* Begin EXTRACTED DATA *

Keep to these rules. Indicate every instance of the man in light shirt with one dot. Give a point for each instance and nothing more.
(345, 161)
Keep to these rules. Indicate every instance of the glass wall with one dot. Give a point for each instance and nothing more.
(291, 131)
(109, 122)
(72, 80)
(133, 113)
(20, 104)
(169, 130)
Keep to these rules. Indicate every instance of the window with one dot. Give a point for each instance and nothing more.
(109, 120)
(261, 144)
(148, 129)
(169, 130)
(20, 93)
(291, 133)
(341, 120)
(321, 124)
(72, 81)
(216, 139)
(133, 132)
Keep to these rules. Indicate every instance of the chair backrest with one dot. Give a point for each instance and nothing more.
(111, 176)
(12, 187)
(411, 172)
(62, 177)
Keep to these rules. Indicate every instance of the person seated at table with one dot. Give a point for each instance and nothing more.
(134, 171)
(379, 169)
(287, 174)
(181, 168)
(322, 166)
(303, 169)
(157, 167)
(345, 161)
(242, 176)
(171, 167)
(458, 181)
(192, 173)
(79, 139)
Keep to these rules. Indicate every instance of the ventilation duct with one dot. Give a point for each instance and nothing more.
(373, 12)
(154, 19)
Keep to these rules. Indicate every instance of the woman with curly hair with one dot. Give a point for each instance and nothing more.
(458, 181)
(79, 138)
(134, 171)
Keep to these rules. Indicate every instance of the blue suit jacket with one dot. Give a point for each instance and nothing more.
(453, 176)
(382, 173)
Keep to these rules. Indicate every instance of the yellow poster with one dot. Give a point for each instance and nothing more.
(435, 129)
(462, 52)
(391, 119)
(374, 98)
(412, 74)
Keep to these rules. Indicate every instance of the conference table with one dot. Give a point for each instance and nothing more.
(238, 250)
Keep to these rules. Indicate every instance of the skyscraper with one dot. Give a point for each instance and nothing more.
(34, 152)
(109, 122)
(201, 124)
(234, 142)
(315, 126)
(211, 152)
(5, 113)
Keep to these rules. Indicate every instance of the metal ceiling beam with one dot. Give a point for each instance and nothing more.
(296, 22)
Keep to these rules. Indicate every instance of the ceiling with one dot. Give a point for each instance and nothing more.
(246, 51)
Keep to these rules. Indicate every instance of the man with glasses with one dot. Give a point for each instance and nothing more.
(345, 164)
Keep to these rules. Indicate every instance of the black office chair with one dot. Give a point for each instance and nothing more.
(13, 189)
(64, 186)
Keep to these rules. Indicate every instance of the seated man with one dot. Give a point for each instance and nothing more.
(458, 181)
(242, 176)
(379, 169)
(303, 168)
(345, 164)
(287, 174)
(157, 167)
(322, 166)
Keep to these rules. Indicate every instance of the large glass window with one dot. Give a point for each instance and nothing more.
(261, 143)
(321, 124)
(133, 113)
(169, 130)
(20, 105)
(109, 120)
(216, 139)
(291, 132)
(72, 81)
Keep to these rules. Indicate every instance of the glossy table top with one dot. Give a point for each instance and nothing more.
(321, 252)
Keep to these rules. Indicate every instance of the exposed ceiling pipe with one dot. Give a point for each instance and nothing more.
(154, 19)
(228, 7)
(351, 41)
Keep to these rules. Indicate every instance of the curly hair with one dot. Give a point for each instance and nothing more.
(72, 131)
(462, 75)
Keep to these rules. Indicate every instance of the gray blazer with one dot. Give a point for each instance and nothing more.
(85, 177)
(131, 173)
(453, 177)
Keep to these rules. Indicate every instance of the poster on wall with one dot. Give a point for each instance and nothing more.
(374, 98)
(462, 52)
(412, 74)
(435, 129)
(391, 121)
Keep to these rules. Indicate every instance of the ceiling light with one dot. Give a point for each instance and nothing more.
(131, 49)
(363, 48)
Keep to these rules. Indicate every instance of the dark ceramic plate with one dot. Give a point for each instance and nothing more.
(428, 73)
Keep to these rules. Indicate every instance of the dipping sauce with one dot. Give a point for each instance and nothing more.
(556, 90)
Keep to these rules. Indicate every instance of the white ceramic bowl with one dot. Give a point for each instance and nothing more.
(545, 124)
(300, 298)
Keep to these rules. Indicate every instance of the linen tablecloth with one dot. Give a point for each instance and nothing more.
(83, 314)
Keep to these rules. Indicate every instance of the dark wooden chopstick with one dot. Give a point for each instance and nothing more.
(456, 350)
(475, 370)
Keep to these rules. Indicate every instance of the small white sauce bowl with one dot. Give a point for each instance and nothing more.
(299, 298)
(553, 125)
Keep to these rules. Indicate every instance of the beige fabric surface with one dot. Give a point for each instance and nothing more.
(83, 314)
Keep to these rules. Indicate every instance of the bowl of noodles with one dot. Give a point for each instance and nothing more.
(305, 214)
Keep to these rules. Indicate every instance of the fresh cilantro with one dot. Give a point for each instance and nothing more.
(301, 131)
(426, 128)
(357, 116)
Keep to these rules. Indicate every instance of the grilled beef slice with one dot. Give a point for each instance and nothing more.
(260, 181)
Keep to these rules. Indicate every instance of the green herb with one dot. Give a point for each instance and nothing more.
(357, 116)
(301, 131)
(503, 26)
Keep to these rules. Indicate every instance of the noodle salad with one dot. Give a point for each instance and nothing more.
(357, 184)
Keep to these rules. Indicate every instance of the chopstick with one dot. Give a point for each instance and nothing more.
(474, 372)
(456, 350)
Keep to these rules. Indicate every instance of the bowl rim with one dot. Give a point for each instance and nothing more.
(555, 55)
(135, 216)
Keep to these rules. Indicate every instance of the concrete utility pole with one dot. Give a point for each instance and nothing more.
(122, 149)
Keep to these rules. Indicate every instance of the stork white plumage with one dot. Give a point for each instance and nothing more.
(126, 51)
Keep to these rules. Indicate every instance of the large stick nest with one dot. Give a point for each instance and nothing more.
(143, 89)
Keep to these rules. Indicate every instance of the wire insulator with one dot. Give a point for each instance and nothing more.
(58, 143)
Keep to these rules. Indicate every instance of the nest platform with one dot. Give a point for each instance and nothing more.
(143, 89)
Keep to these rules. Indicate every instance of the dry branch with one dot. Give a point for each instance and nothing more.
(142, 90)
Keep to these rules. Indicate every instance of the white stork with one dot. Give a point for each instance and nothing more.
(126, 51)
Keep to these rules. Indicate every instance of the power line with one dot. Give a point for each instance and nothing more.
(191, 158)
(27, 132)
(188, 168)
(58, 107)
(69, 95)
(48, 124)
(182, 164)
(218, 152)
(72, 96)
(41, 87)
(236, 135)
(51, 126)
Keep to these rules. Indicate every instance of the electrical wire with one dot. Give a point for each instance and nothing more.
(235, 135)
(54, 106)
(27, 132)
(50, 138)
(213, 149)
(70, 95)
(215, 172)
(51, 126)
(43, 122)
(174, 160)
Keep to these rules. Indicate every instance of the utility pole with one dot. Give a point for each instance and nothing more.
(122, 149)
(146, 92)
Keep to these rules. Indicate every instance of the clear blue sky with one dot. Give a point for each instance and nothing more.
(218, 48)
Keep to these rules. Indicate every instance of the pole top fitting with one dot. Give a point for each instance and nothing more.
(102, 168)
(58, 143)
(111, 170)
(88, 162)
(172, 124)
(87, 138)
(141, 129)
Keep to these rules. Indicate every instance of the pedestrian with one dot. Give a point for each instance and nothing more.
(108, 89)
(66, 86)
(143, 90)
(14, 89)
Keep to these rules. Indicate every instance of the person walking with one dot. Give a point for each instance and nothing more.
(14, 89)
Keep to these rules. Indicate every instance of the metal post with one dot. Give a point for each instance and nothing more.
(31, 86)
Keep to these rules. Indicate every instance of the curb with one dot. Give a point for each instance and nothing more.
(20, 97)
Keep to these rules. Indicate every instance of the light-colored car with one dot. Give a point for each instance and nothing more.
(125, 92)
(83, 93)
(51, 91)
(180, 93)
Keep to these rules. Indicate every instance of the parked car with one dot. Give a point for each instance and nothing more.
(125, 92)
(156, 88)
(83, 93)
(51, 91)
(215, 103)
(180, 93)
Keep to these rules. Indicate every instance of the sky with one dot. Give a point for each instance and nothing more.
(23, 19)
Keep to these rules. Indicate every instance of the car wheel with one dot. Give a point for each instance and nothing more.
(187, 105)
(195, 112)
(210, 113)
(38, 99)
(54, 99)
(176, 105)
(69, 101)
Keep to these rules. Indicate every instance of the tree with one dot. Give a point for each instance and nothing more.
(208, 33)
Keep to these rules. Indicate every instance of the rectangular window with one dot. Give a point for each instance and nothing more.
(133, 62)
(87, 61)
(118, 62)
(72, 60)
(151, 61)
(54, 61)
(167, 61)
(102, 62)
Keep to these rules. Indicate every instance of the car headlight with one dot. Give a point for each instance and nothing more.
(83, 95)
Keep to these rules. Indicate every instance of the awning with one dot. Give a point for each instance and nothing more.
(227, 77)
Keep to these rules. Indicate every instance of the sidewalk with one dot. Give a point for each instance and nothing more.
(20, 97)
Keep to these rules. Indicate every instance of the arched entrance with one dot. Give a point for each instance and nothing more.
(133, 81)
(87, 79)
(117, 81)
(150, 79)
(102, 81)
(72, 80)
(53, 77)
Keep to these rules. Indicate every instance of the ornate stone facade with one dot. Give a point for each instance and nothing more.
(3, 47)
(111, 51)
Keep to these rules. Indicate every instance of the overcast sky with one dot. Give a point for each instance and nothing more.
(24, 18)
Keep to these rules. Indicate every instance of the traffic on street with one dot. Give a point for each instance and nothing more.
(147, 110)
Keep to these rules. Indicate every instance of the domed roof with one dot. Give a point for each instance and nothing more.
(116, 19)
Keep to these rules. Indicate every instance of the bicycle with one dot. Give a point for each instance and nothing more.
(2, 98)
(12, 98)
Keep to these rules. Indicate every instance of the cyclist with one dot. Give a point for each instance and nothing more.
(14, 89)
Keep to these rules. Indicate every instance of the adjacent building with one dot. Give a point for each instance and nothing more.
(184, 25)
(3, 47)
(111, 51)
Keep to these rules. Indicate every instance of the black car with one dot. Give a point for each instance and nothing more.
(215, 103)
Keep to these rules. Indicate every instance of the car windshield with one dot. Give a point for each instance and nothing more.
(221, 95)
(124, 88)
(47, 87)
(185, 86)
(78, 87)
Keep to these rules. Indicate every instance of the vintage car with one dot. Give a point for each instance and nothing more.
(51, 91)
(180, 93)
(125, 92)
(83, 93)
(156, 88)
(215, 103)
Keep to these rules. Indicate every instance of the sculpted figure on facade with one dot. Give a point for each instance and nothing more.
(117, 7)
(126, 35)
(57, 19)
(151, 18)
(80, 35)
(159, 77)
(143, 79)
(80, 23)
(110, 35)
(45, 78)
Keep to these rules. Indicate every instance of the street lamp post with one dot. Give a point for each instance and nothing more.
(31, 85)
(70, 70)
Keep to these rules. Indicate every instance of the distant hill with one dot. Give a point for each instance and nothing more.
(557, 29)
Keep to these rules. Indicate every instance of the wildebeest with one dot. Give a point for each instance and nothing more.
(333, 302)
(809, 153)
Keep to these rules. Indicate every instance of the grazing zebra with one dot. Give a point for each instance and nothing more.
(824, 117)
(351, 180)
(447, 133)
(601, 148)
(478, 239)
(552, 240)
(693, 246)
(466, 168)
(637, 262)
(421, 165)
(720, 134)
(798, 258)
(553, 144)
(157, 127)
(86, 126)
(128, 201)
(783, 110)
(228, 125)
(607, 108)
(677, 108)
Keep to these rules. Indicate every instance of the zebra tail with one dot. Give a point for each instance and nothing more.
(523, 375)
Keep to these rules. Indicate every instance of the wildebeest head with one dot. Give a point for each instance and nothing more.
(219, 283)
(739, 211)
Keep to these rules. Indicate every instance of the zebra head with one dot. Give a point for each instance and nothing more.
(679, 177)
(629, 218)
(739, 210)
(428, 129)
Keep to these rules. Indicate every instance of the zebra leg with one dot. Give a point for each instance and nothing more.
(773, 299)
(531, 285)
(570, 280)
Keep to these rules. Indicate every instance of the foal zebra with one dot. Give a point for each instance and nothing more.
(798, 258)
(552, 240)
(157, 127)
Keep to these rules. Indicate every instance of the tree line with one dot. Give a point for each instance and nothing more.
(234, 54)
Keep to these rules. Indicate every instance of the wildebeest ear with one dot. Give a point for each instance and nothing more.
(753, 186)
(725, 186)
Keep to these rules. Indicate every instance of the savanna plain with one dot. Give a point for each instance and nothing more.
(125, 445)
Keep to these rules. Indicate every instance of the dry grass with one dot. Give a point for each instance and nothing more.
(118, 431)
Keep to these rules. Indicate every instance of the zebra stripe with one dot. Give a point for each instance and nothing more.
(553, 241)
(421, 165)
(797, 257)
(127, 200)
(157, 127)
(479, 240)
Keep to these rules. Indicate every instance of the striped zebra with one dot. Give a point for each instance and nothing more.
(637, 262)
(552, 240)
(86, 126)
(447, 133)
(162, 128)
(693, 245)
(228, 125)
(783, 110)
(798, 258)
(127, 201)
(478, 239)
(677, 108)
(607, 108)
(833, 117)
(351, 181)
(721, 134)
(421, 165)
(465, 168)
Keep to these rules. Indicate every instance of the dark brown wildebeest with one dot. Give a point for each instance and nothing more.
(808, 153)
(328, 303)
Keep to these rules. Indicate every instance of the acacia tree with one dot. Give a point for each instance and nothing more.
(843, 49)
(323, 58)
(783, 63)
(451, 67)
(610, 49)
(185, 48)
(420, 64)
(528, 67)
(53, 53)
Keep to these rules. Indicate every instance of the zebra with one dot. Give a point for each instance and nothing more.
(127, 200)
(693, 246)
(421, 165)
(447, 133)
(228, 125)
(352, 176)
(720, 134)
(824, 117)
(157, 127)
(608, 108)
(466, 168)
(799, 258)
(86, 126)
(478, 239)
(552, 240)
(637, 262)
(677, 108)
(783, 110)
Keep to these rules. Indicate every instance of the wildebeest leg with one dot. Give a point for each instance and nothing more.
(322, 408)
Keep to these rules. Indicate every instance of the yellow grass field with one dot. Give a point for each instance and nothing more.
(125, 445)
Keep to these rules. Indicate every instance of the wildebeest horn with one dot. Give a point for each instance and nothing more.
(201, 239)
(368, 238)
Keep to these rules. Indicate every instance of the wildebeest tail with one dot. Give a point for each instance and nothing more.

* End EXTRACTED DATA *

#### TASK OBJECTIVE:
Locate "Keep to these rules. Indicate every instance of the striped" in the material, then quote the line that contains it and all lines after it through the final one.

#### EXERCISE OUTPUT:
Keep to these rules. Indicate every instance of the striped zebra with one dot. Give a point for each instance and nothing more.
(637, 262)
(552, 240)
(86, 126)
(447, 133)
(162, 128)
(693, 245)
(228, 125)
(783, 110)
(798, 258)
(127, 201)
(478, 239)
(677, 108)
(607, 108)
(833, 117)
(351, 181)
(721, 134)
(421, 165)
(465, 168)
Keep to these rules. Indicate every instance of the dark brown wildebeest with one dot. Give a point for each instance and nothing more.
(808, 153)
(328, 303)
Keep to these rules. Indicate every instance of the acacia tree with one dot. Give a point for each instance and nothing more.
(843, 49)
(323, 58)
(783, 63)
(451, 67)
(610, 49)
(185, 48)
(420, 64)
(528, 67)
(53, 53)
Keep to these rules. Indicate every instance of the zebra with one dot. Give a point for each instance and nothing more.
(127, 200)
(693, 246)
(421, 165)
(447, 133)
(228, 125)
(352, 176)
(720, 134)
(824, 117)
(157, 127)
(608, 108)
(466, 168)
(799, 258)
(86, 126)
(478, 239)
(552, 240)
(637, 262)
(677, 108)
(783, 110)
Keep to these rules. Indicate every instance of the wildebeest leg with one dot. Give a point for each instance and nothing more.
(322, 408)
Keep to these rules. Indicate every instance of the yellow grass field with one dot. Give a point for each instance and nothing more.
(125, 445)
Keep to these rules. Indicate every instance of the wildebeest horn with one dot. Give a point for each instance and nothing more.
(201, 239)
(368, 238)
Keep to these rules. Indicate every instance of the wildebeest tail with one dot. Give a point for each instance and nothing more.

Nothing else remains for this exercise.